■ Activity
From the entries below, copy exactly the lines from the one that contains "Target: basket weave pattern" through the one that contains "Target: indoor plant foliage", both included, and only those.

....

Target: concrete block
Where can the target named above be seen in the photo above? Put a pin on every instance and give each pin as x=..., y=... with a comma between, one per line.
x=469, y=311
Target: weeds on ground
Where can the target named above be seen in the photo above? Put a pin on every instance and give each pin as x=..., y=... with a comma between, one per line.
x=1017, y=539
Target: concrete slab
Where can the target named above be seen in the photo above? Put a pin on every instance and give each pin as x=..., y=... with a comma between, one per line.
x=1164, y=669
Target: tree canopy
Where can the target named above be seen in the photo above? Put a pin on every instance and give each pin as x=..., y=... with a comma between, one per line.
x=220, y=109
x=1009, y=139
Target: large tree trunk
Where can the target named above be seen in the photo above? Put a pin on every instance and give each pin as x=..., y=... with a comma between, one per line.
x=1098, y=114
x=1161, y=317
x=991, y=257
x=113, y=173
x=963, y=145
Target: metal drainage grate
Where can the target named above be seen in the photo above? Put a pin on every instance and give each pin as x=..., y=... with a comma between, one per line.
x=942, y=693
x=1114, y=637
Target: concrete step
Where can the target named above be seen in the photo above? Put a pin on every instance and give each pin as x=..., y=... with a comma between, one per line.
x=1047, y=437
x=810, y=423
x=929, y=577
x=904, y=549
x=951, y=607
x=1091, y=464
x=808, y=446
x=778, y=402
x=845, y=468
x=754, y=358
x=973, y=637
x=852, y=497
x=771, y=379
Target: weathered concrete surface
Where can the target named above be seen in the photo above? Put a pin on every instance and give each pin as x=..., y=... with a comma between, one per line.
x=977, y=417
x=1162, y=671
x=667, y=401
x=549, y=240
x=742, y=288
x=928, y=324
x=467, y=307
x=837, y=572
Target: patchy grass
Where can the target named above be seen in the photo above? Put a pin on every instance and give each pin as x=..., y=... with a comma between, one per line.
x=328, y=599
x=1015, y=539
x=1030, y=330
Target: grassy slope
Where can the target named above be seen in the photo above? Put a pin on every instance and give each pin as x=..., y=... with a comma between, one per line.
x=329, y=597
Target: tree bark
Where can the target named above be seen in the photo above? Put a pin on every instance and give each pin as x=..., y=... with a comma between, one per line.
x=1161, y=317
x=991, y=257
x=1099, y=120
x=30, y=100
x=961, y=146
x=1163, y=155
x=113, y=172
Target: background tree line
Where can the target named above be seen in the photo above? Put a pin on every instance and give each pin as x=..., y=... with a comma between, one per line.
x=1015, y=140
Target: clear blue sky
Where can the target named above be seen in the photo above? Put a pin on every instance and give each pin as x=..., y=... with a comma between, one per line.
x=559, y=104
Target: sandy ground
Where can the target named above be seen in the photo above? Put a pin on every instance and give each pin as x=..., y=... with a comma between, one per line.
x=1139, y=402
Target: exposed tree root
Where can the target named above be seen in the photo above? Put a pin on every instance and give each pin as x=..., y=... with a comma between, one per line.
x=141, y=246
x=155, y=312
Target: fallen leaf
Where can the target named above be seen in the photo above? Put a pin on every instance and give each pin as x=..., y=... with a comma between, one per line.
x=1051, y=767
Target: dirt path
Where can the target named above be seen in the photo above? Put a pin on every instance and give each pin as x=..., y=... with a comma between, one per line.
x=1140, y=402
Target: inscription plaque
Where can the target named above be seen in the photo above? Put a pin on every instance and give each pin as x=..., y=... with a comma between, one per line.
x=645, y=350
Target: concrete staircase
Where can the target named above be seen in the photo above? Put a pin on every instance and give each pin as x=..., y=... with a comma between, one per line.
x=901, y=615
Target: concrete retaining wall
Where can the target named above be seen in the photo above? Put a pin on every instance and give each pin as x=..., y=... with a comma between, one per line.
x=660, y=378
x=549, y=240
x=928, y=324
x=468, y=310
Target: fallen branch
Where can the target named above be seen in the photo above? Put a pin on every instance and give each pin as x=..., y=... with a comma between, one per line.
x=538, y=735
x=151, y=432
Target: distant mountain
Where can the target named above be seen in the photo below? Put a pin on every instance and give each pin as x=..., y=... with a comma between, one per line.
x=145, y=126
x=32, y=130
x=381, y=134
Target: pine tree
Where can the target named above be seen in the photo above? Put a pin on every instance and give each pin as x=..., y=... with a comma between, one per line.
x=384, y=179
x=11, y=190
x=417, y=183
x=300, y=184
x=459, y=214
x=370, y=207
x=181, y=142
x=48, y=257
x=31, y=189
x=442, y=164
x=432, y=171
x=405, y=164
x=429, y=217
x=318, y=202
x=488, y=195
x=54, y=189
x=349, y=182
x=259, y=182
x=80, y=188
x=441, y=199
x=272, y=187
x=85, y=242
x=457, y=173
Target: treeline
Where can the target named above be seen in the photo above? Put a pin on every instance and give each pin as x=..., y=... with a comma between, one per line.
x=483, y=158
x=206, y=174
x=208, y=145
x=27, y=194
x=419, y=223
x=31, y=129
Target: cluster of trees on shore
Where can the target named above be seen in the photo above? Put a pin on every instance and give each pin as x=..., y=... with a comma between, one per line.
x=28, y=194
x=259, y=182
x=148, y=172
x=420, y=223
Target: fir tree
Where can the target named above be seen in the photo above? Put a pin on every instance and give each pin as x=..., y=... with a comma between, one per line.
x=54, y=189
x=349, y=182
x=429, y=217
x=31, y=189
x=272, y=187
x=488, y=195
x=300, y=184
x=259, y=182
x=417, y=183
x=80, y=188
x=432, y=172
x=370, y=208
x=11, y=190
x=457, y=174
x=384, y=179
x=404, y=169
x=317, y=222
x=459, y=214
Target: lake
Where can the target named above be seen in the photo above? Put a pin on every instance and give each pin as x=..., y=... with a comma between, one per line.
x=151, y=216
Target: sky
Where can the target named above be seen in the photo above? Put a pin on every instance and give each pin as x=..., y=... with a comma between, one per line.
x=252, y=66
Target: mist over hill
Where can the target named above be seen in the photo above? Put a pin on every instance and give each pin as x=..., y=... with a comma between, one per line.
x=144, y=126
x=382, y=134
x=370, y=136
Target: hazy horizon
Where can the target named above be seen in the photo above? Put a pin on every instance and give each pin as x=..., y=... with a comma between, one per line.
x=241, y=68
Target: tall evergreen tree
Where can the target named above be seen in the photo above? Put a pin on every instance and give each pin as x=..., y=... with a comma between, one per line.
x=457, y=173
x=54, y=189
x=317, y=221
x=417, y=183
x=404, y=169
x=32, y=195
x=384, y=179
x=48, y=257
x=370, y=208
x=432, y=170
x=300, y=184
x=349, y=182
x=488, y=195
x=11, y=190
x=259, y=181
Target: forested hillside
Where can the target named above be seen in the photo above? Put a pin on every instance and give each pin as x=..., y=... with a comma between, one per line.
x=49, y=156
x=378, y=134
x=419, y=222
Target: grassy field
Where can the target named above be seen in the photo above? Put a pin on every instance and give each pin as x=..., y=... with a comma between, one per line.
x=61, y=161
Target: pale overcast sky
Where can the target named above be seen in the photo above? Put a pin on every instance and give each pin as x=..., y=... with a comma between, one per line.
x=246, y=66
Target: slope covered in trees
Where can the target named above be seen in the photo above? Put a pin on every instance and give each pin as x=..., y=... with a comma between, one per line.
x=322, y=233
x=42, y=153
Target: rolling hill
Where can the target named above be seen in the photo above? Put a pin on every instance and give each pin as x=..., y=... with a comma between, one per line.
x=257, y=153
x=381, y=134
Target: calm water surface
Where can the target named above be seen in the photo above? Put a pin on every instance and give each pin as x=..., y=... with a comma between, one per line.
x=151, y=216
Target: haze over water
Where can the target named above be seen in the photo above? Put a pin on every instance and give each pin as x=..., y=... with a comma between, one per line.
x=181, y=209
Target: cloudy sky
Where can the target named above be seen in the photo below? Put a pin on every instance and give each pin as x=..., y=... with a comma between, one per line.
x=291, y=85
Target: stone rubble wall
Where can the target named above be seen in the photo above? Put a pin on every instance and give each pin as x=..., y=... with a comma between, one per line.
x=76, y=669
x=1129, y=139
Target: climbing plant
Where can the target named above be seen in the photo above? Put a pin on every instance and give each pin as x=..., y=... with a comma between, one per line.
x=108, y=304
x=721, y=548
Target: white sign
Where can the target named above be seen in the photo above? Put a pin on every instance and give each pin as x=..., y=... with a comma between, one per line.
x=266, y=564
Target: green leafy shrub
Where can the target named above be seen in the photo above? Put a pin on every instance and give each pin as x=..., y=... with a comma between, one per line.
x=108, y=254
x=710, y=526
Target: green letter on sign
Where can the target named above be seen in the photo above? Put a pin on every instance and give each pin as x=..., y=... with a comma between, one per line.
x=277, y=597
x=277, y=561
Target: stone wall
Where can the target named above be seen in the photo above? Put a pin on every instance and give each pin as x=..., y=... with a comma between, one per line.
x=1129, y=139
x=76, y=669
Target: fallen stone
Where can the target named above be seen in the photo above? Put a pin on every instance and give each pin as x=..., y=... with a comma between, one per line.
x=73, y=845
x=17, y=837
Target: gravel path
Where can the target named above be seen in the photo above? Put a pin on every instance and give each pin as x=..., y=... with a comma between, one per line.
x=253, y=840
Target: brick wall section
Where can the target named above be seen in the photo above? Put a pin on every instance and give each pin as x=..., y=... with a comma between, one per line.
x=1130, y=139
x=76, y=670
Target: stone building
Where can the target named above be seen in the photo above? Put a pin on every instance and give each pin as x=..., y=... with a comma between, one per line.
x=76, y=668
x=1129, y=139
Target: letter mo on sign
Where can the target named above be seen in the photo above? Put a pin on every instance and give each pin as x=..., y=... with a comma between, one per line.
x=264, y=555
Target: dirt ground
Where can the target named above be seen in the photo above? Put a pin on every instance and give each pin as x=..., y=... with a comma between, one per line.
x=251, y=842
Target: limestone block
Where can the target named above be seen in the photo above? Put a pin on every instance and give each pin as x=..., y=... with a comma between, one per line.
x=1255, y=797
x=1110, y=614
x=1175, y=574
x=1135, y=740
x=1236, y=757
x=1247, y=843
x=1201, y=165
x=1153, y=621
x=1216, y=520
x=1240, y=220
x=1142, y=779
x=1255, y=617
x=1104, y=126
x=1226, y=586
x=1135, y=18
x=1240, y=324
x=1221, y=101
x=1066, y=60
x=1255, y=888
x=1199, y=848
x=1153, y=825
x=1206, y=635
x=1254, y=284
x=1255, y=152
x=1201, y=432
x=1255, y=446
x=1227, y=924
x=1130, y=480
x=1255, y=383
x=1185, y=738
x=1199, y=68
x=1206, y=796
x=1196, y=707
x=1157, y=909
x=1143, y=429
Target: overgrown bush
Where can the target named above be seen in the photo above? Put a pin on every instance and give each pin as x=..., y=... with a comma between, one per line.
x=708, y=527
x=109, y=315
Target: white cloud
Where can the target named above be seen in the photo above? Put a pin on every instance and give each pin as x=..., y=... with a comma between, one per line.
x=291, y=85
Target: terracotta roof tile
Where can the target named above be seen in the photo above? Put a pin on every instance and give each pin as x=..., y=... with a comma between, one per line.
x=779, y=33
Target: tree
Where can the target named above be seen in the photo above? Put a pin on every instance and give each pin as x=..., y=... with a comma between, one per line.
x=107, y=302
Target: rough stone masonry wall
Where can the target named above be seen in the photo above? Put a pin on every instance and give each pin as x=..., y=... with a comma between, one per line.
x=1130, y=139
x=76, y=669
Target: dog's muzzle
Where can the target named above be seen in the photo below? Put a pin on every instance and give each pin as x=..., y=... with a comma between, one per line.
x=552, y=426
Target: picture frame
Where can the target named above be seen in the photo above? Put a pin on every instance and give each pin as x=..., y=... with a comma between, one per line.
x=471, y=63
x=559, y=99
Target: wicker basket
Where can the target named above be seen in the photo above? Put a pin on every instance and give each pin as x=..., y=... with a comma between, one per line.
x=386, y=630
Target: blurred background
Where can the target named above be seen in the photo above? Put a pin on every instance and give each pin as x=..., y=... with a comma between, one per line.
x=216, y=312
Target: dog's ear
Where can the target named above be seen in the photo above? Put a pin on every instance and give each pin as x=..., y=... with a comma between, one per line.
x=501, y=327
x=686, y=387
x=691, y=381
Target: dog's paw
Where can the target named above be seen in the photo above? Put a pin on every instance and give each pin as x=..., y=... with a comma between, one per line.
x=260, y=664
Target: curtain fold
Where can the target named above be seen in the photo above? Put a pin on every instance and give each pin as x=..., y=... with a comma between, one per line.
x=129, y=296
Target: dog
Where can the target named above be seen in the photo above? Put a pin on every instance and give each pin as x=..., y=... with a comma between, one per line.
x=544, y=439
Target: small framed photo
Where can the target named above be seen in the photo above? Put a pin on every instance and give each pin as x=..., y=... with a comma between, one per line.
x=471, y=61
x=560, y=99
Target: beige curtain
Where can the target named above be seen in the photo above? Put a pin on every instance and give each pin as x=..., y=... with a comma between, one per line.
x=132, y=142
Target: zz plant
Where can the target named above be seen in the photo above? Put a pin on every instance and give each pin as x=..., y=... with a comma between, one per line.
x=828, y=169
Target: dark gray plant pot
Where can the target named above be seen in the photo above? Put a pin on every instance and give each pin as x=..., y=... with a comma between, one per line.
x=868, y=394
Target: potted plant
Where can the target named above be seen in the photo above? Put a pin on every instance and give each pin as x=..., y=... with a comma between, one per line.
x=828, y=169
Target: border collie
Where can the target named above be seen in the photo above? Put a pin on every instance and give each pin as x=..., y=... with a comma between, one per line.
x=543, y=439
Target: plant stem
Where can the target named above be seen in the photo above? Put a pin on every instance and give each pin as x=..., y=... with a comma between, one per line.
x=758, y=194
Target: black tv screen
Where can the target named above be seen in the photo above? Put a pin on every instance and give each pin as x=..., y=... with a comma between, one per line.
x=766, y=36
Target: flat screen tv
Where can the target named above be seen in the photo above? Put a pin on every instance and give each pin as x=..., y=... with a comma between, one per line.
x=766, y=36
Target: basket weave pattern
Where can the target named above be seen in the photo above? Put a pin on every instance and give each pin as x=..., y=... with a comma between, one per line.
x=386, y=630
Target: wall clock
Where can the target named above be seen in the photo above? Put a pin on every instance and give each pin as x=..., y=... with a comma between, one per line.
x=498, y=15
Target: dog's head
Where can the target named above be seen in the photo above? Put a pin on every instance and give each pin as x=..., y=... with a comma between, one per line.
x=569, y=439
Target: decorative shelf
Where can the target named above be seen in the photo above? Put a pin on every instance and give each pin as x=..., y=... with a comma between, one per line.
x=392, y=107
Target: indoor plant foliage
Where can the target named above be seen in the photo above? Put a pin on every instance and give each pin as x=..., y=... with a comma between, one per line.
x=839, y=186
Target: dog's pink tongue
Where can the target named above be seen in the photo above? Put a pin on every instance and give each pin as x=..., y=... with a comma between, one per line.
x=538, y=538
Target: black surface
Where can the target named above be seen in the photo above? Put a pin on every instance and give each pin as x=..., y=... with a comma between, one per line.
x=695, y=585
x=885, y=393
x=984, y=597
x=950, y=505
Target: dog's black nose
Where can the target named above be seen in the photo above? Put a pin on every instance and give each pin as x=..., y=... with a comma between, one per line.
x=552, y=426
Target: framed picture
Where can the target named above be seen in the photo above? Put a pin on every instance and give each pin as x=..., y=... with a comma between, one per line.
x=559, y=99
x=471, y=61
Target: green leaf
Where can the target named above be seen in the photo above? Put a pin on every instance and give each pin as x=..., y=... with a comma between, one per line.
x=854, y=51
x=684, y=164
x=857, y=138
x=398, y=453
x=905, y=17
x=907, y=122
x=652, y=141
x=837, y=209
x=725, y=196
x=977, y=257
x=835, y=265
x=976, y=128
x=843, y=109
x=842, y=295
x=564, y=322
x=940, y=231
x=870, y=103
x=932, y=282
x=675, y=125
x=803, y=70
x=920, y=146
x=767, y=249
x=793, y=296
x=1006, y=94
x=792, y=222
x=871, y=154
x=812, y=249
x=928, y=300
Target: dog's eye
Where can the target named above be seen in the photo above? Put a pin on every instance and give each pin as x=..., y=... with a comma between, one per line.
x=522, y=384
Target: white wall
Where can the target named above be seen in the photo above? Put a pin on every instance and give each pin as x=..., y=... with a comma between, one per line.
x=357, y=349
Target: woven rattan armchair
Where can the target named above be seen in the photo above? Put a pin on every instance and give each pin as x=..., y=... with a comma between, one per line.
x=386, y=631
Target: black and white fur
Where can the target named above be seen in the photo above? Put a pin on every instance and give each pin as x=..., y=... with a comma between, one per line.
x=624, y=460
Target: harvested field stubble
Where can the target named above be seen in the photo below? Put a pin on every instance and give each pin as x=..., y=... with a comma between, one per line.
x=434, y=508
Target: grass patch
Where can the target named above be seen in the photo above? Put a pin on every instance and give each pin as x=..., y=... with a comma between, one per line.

....

■ Exercise output
Target: basket weave pattern
Where can the target named above be seen in the photo above? Put a pin on every instance and give each pin as x=..., y=... with a comma between, one per line.
x=386, y=630
Target: wall clock
Where can the target named above be seen in the photo above? Put a pin on every instance and give each pin as x=..., y=... with a comma between, one per line.
x=498, y=15
Target: dog's head
Where can the target named above be seen in the photo above? Put a pin on every instance and give each pin as x=..., y=... with a comma between, one per line.
x=569, y=439
Target: decorative shelf
Where can the target named above be seen in the photo above? Put a pin on every instance and give each pin as x=..., y=... with a comma between, one per line.
x=392, y=107
Target: indoor plant foliage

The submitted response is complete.